→ **THE PROBLEM**:
Scale the lines from the start through the line containing "[0,0,260,118]", both ends included, and write them out again with the requests unchanged. Multiply every bounding box coordinate in the answers by 1.95, round each result to a whole number with halves rounded up, and leave the pictures out.

______

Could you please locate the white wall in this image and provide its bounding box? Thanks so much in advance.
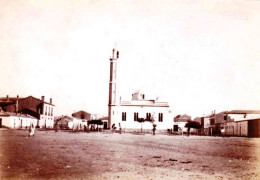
[228,114,260,121]
[0,116,37,128]
[111,106,173,129]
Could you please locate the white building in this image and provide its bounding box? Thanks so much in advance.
[0,112,37,129]
[108,49,173,130]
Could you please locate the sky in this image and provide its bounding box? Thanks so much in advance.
[0,0,260,118]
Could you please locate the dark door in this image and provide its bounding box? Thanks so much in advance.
[104,122,107,129]
[173,125,179,132]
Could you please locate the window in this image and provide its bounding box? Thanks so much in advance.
[122,112,126,121]
[134,112,138,121]
[159,113,163,122]
[146,113,151,121]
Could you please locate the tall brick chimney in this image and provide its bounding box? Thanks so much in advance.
[15,95,19,113]
[42,96,45,115]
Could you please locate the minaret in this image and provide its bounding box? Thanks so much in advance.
[108,49,119,128]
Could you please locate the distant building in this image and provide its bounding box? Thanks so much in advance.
[224,110,260,137]
[0,95,54,128]
[54,116,73,129]
[0,111,37,129]
[72,110,96,120]
[173,114,191,132]
[108,50,173,130]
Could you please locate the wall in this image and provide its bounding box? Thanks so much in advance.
[1,116,37,129]
[38,103,54,128]
[111,106,173,130]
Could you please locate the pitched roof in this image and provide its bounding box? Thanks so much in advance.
[222,110,260,114]
[0,112,36,119]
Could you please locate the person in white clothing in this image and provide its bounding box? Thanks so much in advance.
[29,123,35,137]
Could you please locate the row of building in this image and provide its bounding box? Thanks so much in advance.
[0,95,55,128]
[0,95,108,130]
[0,49,260,137]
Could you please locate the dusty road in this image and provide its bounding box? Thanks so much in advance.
[0,129,260,179]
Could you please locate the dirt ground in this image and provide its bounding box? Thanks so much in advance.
[0,129,260,180]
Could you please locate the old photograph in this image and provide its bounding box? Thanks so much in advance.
[0,0,260,180]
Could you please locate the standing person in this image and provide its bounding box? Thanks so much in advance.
[118,123,122,134]
[29,123,35,137]
[153,124,156,135]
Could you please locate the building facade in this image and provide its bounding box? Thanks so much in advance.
[0,95,54,128]
[108,49,173,129]
[0,111,37,129]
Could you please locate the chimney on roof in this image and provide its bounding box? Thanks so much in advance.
[15,95,19,113]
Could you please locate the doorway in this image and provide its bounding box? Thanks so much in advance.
[104,122,107,129]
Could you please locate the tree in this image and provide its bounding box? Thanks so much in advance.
[137,118,146,132]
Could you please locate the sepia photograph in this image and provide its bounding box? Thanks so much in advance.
[0,0,260,180]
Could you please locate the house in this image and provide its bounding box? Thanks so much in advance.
[72,110,96,120]
[173,114,191,132]
[0,95,54,128]
[224,110,260,137]
[108,49,173,130]
[99,116,108,129]
[54,116,73,129]
[72,110,96,131]
[0,111,37,129]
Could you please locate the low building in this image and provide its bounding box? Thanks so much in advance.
[0,95,54,128]
[110,90,173,131]
[224,110,260,137]
[54,116,73,129]
[0,111,37,129]
[173,114,191,132]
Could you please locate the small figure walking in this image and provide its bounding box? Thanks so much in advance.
[29,123,35,137]
[153,124,156,135]
[118,123,122,134]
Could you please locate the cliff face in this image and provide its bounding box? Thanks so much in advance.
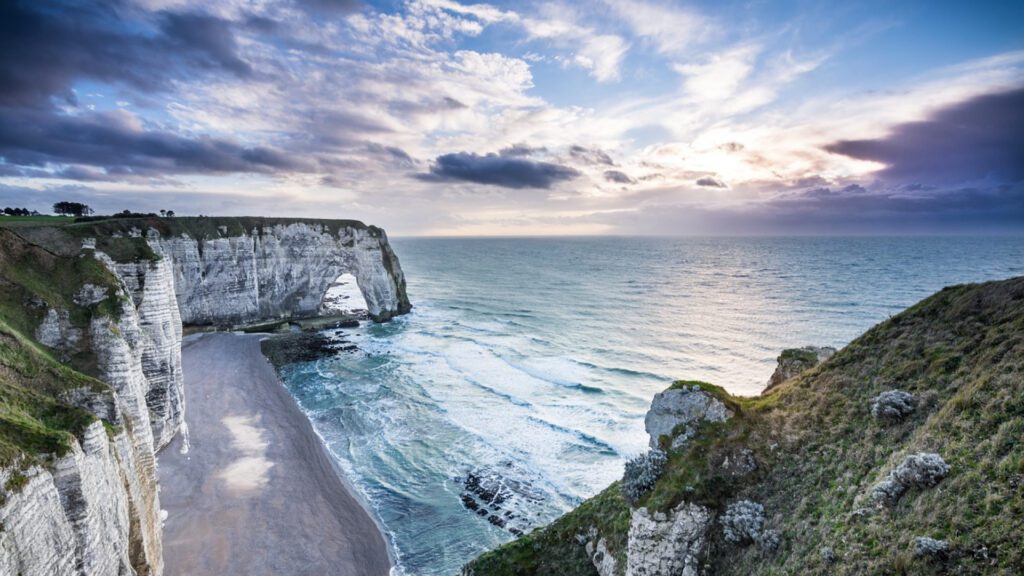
[150,222,410,324]
[0,218,411,576]
[465,278,1024,576]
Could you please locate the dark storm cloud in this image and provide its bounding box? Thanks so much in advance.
[825,89,1024,186]
[0,0,252,107]
[0,109,313,174]
[569,145,615,166]
[498,143,548,156]
[604,170,636,184]
[697,176,729,188]
[295,0,364,15]
[366,142,416,166]
[418,152,580,189]
[0,0,299,180]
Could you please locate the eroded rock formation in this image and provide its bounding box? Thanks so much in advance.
[0,218,411,576]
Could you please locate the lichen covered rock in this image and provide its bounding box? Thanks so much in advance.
[893,452,949,488]
[871,389,918,423]
[871,452,949,506]
[622,449,669,502]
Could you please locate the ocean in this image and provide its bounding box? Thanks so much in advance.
[284,237,1024,576]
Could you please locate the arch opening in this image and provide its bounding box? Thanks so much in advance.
[319,273,370,320]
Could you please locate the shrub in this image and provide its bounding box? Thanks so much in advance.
[622,449,669,504]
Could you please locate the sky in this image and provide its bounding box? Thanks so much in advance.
[0,0,1024,236]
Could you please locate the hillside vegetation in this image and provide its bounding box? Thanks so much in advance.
[466,278,1024,576]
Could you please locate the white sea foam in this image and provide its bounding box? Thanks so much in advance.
[278,234,1024,576]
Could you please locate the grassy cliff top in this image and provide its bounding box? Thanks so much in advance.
[0,216,384,262]
[67,216,380,240]
[470,278,1024,576]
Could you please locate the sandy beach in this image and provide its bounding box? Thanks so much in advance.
[159,333,390,576]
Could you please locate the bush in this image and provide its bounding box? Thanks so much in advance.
[622,449,669,504]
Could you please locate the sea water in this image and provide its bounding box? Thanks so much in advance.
[285,237,1024,576]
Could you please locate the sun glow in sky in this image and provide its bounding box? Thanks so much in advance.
[0,0,1024,235]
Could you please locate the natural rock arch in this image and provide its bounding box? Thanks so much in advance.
[150,221,412,324]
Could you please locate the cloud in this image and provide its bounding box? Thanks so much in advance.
[420,152,580,189]
[498,143,548,156]
[569,145,615,166]
[674,45,761,100]
[697,176,729,188]
[0,0,252,107]
[520,4,630,82]
[605,0,711,55]
[825,89,1024,186]
[295,0,364,16]
[604,170,636,184]
[0,109,313,175]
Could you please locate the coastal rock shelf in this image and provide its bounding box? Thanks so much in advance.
[0,217,411,576]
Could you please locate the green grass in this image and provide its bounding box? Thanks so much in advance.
[470,278,1024,576]
[0,215,75,228]
[0,320,113,468]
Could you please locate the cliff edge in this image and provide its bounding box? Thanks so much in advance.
[0,217,412,576]
[464,278,1024,576]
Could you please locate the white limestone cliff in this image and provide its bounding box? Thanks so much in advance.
[150,222,410,324]
[0,216,411,576]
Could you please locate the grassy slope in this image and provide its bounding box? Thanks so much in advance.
[471,278,1024,576]
[0,321,111,468]
[0,229,120,499]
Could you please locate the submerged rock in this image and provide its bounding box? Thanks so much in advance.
[644,385,732,449]
[871,389,918,423]
[765,346,836,389]
[455,460,544,536]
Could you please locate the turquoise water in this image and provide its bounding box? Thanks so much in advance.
[285,237,1024,575]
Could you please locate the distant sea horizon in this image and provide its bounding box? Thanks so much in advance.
[284,235,1024,576]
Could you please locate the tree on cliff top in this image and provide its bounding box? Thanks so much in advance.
[53,202,92,216]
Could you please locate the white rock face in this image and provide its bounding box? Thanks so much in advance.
[586,538,618,576]
[36,308,82,360]
[108,247,184,450]
[148,223,410,324]
[0,218,411,576]
[0,422,134,576]
[626,502,712,576]
[644,385,732,449]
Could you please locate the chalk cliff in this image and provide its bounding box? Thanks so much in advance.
[0,217,411,576]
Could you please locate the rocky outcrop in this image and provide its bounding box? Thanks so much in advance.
[626,502,713,576]
[765,346,836,389]
[584,530,618,576]
[644,384,732,449]
[913,536,949,560]
[147,221,411,324]
[0,216,411,576]
[871,390,918,423]
[721,500,779,550]
[871,452,949,505]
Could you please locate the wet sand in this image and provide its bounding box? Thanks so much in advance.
[159,333,390,576]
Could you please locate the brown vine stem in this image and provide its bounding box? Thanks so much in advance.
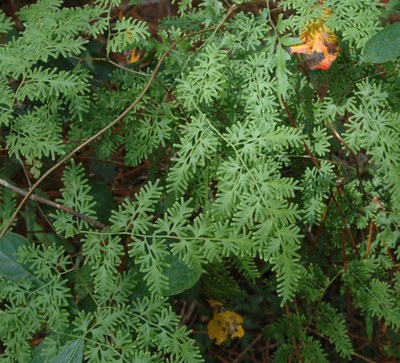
[281,96,360,256]
[0,27,219,239]
[0,179,105,229]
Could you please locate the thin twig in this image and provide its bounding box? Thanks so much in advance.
[326,121,365,194]
[0,28,215,239]
[0,179,105,229]
[364,221,374,258]
[232,335,261,363]
[281,96,321,170]
[333,197,360,257]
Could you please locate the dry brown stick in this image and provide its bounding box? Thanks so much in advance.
[327,121,365,194]
[232,335,261,363]
[281,96,360,256]
[281,96,321,170]
[0,27,217,239]
[0,179,105,229]
[364,221,374,258]
[333,197,360,257]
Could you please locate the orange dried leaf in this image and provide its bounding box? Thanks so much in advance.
[290,9,339,71]
[207,300,244,345]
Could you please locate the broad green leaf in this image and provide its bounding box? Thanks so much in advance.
[362,22,400,63]
[164,256,201,296]
[0,232,43,286]
[280,35,303,47]
[52,339,83,363]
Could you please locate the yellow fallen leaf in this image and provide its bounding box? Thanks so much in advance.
[207,300,244,345]
[127,48,140,64]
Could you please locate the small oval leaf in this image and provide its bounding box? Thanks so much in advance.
[164,256,201,296]
[52,339,83,363]
[0,232,44,286]
[362,22,400,63]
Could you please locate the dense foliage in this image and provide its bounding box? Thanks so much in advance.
[0,0,400,363]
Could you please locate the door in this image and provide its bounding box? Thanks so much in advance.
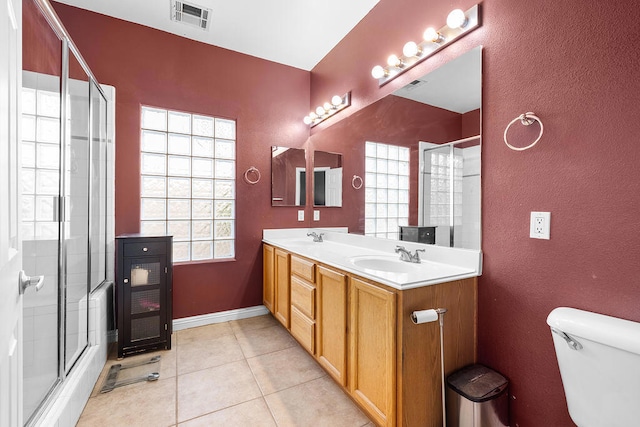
[274,249,291,329]
[325,168,342,206]
[349,278,396,426]
[316,267,347,386]
[262,245,275,313]
[0,0,23,427]
[20,1,64,423]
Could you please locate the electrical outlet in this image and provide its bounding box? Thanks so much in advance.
[529,212,551,240]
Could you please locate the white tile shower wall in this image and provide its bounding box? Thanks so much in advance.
[455,145,481,249]
[101,85,116,282]
[40,85,115,427]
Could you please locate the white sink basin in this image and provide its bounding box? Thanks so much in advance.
[350,255,419,273]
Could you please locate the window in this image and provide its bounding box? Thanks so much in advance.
[21,85,60,240]
[364,142,409,239]
[140,107,236,262]
[424,146,464,226]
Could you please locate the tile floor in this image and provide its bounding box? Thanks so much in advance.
[77,315,374,427]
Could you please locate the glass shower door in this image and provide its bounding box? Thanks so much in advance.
[20,2,62,422]
[62,50,90,372]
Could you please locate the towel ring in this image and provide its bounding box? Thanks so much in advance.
[351,175,364,190]
[504,112,544,151]
[244,166,260,185]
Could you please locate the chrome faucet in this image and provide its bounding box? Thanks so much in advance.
[307,231,324,243]
[396,246,424,264]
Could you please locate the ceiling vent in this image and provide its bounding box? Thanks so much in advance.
[171,0,211,31]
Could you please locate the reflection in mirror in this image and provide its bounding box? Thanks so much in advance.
[310,47,482,249]
[271,146,307,206]
[418,136,480,249]
[313,151,342,207]
[365,48,482,249]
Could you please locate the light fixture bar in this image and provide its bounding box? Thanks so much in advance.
[371,5,480,86]
[303,92,351,127]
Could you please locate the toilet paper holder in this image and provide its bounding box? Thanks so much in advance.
[411,308,447,325]
[411,308,447,427]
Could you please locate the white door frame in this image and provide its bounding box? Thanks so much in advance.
[0,0,23,427]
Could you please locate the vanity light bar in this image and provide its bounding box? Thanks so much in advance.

______

→ **SOLUTION FOR THIS PROBLEM**:
Could you please locate the white wall in this image and provide its bounding box? Thanks so much in advance.
[445,222,507,236]
[0,226,72,250]
[216,207,337,252]
Could you please locate the white building in this image and provide its bounding box? Thanks so much in advance.
[0,218,72,252]
[211,96,337,254]
Could you please locate the sky in this image and provide its bounding box? Thanks so much in advance.
[0,0,507,230]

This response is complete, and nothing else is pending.